Required task:
Copy out the items from the line containing "Where can the out-of-focus" through the last of the items, putting "image" in place of every "photo" and changing nothing else. Leave the pictures out.

- - - -

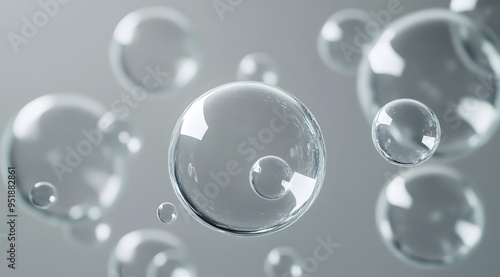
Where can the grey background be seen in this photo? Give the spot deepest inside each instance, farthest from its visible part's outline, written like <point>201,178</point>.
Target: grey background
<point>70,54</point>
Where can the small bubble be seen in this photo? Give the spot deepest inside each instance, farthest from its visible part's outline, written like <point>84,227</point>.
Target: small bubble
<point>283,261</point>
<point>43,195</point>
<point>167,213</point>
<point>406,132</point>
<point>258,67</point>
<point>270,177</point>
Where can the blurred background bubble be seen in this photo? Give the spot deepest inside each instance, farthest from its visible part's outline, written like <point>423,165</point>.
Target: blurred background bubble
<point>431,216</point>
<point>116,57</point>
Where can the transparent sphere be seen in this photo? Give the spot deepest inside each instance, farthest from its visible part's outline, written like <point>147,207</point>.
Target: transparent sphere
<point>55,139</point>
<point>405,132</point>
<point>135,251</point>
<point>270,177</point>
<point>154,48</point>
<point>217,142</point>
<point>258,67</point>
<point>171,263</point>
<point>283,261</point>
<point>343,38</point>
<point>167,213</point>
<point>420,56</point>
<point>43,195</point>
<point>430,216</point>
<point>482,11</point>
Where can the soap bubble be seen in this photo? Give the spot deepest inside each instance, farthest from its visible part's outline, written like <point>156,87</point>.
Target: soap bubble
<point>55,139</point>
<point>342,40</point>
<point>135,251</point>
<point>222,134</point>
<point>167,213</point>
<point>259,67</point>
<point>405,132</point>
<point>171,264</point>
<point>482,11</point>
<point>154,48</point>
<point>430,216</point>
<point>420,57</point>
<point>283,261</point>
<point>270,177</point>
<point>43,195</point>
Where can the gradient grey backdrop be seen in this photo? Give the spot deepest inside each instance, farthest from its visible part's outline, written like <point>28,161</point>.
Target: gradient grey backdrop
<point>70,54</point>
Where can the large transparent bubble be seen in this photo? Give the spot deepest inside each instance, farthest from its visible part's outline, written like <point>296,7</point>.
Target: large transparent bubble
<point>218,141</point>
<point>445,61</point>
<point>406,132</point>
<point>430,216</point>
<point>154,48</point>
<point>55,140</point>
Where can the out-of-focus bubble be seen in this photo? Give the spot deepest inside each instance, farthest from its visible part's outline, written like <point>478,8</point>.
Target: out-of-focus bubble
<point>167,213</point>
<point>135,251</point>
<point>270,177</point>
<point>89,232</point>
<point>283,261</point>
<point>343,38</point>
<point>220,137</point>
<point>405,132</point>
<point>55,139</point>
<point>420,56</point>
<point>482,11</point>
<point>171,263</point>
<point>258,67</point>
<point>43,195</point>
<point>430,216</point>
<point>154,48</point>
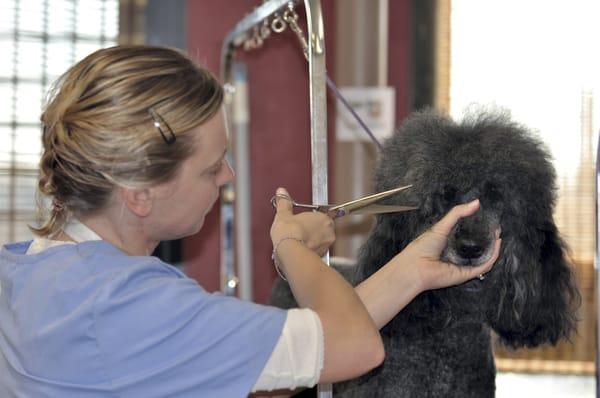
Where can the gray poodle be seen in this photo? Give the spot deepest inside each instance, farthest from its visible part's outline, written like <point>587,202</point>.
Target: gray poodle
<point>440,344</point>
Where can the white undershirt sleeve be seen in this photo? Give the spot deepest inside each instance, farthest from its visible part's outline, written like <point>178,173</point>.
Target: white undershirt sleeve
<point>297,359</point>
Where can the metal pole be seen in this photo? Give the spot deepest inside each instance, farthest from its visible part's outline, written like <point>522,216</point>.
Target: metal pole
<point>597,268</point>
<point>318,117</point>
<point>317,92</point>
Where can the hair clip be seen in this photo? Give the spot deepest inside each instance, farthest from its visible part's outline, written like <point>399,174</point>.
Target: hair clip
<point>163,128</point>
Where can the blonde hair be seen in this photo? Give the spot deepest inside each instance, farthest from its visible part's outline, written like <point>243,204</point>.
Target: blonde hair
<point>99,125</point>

- - - -

Task answer:
Where can the out-of-focus bubble be seen in this image? Give the spot deepest inside each instance, farthest from its visible part's outline, written like <point>478,8</point>.
Target: out-of-focus bubble
<point>167,213</point>
<point>135,251</point>
<point>270,177</point>
<point>89,232</point>
<point>283,261</point>
<point>343,38</point>
<point>220,137</point>
<point>405,132</point>
<point>55,139</point>
<point>420,56</point>
<point>482,11</point>
<point>171,263</point>
<point>258,67</point>
<point>43,195</point>
<point>430,216</point>
<point>154,48</point>
Where can the gray poodle be seen in this image? Give the spot deepest inside each instance, farthest from its visible part's outline, written like <point>587,202</point>.
Target: gray poodle
<point>440,344</point>
Where can the white undershirt sleeve be seen in this image? Give the spot deepest inside each instance, farthest from its visible part's outline, written like <point>178,173</point>.
Target: white undershirt sleeve
<point>297,359</point>
Where can the metal pole be seen in this image? Give the spot deepest inside each instance, farthest from its visible part's outline, written like <point>522,216</point>.
Target: metal pole
<point>597,268</point>
<point>318,117</point>
<point>317,92</point>
Where can the hair clip be seen in this image? Give the spot deepest inside each instance, farthest from its visible part's outline, written like <point>399,174</point>.
Target: hair clip
<point>163,128</point>
Where can the blonde hair be seen in this image? Give the spot deepest inside each instance, farthest from its visible part's outline, written like <point>243,204</point>.
Target: blonde hair
<point>99,125</point>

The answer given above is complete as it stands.